Aim
Copy the records from the line that contains "Note: mark the shallow" through the line that contains "Note: mark the white table", with "one row per instance" substituted for each occurrence of "one line per instance". Change nothing else.

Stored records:

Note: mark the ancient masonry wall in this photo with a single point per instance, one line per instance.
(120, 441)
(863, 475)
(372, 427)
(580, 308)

==

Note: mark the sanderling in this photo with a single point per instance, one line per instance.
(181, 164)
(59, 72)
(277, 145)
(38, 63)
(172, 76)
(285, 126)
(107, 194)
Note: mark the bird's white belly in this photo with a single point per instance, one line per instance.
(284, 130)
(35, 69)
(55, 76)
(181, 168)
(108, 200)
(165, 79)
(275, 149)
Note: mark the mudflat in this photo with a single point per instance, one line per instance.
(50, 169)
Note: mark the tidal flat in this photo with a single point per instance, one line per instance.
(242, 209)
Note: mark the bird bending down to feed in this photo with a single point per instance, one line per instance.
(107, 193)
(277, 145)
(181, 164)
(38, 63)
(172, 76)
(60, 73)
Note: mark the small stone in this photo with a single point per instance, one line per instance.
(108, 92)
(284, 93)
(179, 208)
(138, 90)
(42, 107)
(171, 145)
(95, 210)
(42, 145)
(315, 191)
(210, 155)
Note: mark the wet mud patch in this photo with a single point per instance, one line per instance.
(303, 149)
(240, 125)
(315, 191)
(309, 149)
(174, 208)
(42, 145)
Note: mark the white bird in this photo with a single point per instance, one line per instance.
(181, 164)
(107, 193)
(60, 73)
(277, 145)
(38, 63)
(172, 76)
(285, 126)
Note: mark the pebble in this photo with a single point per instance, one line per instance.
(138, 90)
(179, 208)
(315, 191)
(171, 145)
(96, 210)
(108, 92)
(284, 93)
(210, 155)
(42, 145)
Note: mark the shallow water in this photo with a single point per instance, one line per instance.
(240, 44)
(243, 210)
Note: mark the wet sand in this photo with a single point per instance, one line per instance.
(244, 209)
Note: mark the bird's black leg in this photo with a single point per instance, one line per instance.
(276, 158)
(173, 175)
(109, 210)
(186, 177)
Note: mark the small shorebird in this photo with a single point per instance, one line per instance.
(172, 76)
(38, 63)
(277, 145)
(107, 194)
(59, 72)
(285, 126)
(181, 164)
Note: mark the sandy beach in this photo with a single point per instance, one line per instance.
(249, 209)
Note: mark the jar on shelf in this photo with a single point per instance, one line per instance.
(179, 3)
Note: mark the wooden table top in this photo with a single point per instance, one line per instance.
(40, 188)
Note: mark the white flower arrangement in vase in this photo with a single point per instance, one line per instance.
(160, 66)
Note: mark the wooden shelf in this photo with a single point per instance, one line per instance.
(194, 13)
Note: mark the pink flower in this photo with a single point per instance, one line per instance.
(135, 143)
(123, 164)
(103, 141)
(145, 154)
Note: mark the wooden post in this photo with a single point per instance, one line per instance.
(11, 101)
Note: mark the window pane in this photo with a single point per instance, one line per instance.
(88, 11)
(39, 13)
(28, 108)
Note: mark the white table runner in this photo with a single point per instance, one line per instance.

Full output
Note: mark the shallow water in this photo with a single point per instance, one row per instance.
(240, 44)
(243, 210)
Note: mark the wet sand in this photo with a single point per instance, one row per instance.
(244, 209)
Note: mark the bird's black leg in this photo with a single point per instance, one row per instance.
(276, 158)
(173, 175)
(109, 210)
(186, 177)
Note: mark the small shorebird in this photo with a single point per instance, one row per instance.
(172, 76)
(38, 63)
(277, 145)
(107, 194)
(59, 72)
(285, 126)
(181, 164)
Note: mark the sandy beach in this photo with a single point per instance, one row per instance.
(249, 209)
Note: mark the jar on shelf in this photo with a single point per instance, one row per instance.
(179, 3)
Note: mark the wooden table top in this photo with a single point per instance, one row per instance.
(40, 188)
Note: mark the white flower arrangement in vase in this photo with a single point per instance, one row per instance.
(160, 66)
Note: mark the wooden shelf in this photo with a single point per instance, one row per instance.
(194, 13)
Note: mark the pink flower in this photo with a single point per instance, one row per instance.
(135, 143)
(123, 164)
(103, 141)
(145, 154)
Note: mark the wooden post in this photo with a single point per instance, one row per instance.
(11, 101)
Note: mark the window pane in this photo with a single point per instance, one row per instance.
(88, 11)
(39, 13)
(28, 108)
Note: mark the white table runner in this photo with a single point per instance, one row per instance.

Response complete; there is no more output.